## DIRECTIONS FOR THIS TASK
Exactly as written, transcribe each line of the listing.
- - -
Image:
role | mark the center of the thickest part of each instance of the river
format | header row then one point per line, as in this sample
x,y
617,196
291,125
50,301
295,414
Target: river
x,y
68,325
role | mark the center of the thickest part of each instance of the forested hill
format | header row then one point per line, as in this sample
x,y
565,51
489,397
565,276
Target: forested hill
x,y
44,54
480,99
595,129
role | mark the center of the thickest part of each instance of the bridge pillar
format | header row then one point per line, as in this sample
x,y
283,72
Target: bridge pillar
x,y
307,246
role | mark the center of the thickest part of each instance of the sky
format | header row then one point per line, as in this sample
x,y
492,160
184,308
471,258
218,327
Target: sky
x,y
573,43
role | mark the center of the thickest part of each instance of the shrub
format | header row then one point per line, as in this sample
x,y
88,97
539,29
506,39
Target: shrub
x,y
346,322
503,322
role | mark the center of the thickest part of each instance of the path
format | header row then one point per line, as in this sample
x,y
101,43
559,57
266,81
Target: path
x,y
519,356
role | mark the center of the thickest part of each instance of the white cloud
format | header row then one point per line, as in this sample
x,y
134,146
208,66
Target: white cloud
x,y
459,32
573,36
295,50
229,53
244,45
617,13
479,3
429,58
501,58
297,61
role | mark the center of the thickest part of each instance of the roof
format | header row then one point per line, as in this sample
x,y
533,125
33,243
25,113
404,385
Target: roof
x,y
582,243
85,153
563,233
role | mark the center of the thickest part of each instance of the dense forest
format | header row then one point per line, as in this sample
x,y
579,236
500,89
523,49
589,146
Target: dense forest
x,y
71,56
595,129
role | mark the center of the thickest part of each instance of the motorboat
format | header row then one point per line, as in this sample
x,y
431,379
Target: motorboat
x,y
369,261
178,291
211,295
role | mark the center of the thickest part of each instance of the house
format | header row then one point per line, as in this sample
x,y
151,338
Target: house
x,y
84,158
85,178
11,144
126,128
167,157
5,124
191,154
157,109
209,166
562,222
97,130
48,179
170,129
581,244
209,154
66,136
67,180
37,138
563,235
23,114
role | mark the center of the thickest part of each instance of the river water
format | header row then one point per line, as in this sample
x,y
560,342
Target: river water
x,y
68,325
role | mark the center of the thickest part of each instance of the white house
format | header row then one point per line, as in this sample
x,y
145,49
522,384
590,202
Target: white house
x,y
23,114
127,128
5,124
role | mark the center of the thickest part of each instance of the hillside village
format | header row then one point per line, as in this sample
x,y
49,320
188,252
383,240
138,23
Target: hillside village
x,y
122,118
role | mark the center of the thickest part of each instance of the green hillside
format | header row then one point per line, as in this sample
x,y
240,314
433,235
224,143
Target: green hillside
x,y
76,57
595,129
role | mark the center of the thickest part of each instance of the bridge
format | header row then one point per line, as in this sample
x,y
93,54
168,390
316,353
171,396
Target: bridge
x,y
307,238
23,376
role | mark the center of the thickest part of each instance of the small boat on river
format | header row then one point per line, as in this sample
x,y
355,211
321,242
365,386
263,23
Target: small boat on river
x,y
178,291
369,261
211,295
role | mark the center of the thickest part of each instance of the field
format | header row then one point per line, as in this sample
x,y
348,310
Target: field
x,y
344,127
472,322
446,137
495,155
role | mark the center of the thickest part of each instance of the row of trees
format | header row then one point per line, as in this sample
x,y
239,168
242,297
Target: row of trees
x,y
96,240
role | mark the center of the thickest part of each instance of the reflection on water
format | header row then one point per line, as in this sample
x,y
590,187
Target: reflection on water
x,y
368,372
- - -
## PROBLEM SOLUTION
Image:
role | mark the center of the thickest part of each instance of the river
format | header row then one point per line, as in this sample
x,y
617,196
291,125
50,301
295,414
Target: river
x,y
68,325
role | mark the center of the thickest part of each instance of the forested hill
format | header row then one point per line, as in this sample
x,y
565,51
489,397
565,276
Target: forested hill
x,y
44,54
480,99
595,129
role | mark the center of the thickest part of each instance of the bridge pillar
format | header row then one point per line, as in this sample
x,y
283,72
Target: bridge pillar
x,y
307,246
role | mark the center of the thickest part of each instance of the sky
format | header row then one point per line, as in this sample
x,y
492,160
184,308
471,258
218,327
Target: sky
x,y
573,43
role | mark the center of the thickest part of each instance of the shrub
format | header row then one point per line, as in this sample
x,y
88,97
539,29
506,39
Target: shrub
x,y
346,322
503,322
role | mark the center of the thickest part of each instance of the path
format | header row then one point per line, as in this sample
x,y
101,43
559,57
266,81
Target: path
x,y
519,356
role | mark the center of the thickest part of each instance of the white cloud
format | header row then one point per line, as in this sample
x,y
134,146
208,66
Target: white cloud
x,y
459,32
573,36
295,50
229,53
244,45
617,13
479,3
429,58
501,58
297,61
role | mark the center of the thickest part of each instance of the roof
format | header row then one point per line, as in this sample
x,y
533,125
33,243
25,113
404,385
Target: roof
x,y
582,243
85,153
563,233
role | mark the center of the thickest part of each instance of the dense forest
format | header row then one point per line, as in this sample
x,y
579,236
500,89
523,49
589,146
Target: dense forest
x,y
71,56
595,129
role | mark the center of the thickest part of each instance of the motorboat
format | header row then one point per line, as in this sample
x,y
431,379
Target: motorboat
x,y
369,261
178,291
211,295
role | mark the center of the thickest part of each instance of the house
format | header row then one point per line, as in this sample
x,y
151,338
Target: house
x,y
84,158
85,178
11,144
126,128
167,157
5,124
191,154
157,109
209,166
562,222
97,130
48,179
170,129
581,244
209,154
66,136
67,180
37,138
563,235
23,114
role | mark the center of the thickest part of each instance of the river water
format | header row then one point per line, as in this sample
x,y
560,342
Target: river water
x,y
68,325
role | mark the center of the thickest part of each instance of the white house
format | header row then one point per line, as in this sample
x,y
145,49
522,384
590,202
Target: white house
x,y
23,114
127,128
5,124
role | mark the center of the thickest part of each instance of the hillside village
format | header row then one point per line, as in this sample
x,y
49,320
188,252
383,240
138,23
Target: hillside village
x,y
122,118
role | mark the center of the thickest part of each instance of the green hillside
format | header row then one point per line, as in this sample
x,y
240,314
433,235
224,143
Target: green hillside
x,y
76,57
595,129
role | mark the center of the thickest part of each instance of the bridge
format | header row then one point per line, as in this sample
x,y
93,54
168,390
316,353
171,396
Target: bridge
x,y
307,238
23,376
role | mark the center of the thickest part of each instance of the small boat on river
format | header row then one point per line, as in this sample
x,y
355,211
321,242
365,386
263,23
Target: small boat on river
x,y
178,291
369,261
211,295
role | mark the center of the thickest part of each instance of the field
format | header row then one point per line, as in this sample
x,y
348,310
Target: field
x,y
344,127
472,322
446,137
495,155
role | mark the center of the thickest part of each instance of the row of trees
format | header row then one point per line, as in this sample
x,y
239,168
242,297
Target: row of trees
x,y
96,240
role | mark the center of the thickest part of each instance of the reflection on water
format | header row then one point per line, as in this sample
x,y
590,187
Target: reflection on water
x,y
368,372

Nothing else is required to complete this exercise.